[Start Dataset rows]
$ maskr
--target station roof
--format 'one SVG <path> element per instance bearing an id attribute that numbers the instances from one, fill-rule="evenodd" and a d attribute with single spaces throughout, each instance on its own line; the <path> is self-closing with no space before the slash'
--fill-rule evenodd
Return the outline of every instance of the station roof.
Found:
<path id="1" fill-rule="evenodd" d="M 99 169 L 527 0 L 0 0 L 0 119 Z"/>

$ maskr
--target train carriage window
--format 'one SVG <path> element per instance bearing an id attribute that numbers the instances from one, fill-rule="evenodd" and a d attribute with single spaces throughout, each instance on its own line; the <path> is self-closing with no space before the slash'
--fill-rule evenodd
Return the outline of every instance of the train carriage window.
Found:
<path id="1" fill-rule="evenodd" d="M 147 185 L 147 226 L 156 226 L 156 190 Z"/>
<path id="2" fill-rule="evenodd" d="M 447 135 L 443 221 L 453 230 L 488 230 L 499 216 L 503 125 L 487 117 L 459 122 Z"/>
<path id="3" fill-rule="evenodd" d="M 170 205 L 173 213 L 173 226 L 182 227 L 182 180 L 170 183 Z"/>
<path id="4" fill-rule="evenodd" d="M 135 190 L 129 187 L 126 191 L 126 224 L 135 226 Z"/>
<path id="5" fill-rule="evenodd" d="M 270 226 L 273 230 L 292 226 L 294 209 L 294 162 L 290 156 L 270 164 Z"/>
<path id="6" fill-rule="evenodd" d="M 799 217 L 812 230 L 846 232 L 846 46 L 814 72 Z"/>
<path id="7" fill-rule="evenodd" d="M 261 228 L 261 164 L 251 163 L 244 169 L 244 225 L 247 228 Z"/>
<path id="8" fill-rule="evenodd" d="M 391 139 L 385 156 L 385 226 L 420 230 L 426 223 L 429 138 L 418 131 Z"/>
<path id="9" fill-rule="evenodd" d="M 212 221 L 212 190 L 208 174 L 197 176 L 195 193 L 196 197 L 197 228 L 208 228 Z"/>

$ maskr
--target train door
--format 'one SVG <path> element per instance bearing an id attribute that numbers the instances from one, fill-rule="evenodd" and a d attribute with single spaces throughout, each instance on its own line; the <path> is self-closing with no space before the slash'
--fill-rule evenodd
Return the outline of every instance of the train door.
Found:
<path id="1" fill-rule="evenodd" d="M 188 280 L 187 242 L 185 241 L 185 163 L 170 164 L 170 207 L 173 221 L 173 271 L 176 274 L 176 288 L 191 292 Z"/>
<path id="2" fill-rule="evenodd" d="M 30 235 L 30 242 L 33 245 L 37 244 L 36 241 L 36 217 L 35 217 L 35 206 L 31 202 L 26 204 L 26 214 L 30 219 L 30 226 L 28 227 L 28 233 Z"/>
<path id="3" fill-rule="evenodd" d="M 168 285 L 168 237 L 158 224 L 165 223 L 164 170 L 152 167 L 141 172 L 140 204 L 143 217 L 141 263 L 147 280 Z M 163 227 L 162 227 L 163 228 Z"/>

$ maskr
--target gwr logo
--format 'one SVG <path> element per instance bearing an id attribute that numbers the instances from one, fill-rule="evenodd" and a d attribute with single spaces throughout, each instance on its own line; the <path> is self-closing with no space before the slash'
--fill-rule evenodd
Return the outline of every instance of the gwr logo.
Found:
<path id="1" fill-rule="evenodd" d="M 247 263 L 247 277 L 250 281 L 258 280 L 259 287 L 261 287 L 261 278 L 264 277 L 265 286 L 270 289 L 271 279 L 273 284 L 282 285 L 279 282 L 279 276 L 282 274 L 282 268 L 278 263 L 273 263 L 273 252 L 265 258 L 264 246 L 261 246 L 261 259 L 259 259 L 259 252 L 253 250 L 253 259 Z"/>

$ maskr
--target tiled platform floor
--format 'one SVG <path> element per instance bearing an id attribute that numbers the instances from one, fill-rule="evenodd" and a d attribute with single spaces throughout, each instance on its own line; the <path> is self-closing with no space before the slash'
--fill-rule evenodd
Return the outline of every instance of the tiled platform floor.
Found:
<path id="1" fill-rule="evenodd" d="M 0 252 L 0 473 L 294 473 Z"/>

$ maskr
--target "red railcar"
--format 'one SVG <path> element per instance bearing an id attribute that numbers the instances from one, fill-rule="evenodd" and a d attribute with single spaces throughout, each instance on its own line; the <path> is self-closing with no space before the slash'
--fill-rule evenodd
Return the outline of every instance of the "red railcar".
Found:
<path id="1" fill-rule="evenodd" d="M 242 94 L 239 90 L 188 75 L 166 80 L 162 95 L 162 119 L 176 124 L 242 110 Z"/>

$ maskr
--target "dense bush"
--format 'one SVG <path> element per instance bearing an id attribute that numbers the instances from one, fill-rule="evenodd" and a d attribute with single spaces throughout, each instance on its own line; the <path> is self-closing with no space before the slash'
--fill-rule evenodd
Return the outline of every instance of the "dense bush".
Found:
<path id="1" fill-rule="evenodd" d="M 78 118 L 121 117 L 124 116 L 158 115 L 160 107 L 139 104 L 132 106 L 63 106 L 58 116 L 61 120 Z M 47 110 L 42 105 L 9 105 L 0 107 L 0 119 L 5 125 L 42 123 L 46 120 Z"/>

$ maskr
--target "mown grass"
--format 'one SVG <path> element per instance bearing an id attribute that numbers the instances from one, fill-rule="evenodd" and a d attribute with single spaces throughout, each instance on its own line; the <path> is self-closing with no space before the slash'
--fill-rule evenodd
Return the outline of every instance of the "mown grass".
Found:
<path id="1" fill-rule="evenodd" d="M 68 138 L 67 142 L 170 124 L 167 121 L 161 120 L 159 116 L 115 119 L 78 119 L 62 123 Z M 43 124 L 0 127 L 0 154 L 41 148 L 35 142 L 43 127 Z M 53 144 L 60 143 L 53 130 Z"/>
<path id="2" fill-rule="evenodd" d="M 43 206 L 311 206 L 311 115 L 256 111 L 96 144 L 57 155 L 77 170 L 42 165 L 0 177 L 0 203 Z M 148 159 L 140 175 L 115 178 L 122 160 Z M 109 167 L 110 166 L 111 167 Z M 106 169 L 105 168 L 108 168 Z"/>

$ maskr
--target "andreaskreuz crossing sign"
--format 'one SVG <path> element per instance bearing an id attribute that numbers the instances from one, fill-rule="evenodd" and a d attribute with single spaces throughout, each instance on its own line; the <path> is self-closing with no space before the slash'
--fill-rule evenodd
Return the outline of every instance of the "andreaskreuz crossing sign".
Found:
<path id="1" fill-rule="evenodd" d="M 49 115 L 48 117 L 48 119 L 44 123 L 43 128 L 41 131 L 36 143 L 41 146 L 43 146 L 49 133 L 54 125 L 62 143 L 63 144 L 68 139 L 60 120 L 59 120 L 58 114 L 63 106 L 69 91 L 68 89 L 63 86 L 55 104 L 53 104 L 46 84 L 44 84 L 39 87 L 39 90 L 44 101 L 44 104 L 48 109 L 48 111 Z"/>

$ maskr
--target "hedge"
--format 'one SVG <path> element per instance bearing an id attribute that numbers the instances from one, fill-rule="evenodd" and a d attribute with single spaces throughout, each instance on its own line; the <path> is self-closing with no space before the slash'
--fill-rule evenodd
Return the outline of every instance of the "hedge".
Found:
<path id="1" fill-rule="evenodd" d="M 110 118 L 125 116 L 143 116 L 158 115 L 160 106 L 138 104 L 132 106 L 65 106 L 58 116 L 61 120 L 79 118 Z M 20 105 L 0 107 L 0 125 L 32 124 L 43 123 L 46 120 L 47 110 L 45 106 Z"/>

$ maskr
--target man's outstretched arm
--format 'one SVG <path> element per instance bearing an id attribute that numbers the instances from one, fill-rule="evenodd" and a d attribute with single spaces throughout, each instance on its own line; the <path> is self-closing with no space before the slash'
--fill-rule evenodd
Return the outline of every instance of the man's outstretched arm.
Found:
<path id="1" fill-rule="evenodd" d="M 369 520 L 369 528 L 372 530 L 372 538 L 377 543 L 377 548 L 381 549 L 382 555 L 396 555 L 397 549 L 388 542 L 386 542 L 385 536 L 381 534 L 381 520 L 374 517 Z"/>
[End Dataset rows]
Count the lines in the entries above that contain the word "platform", and give only the number.

2